• [What is needed]:
The answer should be each line of the records that contains the word "plate"; please copy them all.

• [Data under study]:
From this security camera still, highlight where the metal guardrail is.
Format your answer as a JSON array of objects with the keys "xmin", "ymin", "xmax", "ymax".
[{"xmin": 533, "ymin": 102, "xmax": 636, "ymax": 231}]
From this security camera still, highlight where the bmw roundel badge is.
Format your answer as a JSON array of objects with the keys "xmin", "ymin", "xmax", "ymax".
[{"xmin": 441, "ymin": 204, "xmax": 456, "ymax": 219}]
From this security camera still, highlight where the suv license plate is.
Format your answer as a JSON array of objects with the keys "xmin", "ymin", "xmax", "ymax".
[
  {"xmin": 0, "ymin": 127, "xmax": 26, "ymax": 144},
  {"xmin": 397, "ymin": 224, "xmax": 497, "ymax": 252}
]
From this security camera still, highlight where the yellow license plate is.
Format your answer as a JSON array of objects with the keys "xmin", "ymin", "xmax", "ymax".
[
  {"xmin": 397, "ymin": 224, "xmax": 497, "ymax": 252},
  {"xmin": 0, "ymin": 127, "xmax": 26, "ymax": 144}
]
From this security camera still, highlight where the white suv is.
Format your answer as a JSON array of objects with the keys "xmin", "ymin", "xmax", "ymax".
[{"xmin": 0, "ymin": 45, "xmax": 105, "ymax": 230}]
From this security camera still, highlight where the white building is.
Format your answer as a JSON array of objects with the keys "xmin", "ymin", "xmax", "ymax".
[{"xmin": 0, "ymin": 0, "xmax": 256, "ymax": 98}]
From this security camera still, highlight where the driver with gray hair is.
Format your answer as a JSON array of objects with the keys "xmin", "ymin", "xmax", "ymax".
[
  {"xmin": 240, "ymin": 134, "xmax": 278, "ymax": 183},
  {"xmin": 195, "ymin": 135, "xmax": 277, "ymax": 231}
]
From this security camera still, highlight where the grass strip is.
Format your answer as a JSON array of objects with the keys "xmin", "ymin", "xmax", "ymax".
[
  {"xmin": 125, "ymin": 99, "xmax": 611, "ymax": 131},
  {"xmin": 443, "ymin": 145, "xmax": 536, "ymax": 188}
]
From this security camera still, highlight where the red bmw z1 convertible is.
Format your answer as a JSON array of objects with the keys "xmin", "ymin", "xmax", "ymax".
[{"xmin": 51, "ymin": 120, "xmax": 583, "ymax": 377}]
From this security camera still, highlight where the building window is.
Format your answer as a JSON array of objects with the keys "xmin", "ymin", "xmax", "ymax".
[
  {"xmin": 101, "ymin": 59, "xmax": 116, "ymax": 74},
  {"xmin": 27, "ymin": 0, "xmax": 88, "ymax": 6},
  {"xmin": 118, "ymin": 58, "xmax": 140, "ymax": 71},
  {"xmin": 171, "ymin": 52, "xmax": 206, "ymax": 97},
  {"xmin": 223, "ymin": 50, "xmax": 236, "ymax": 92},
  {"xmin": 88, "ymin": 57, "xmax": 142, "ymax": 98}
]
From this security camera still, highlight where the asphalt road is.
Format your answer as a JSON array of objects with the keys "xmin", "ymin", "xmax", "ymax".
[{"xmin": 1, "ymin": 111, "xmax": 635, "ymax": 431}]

• [Answer to the exercise]:
From this security camera still, highlight where the suv license plate is.
From this security camera still, highlight where the yellow license plate is.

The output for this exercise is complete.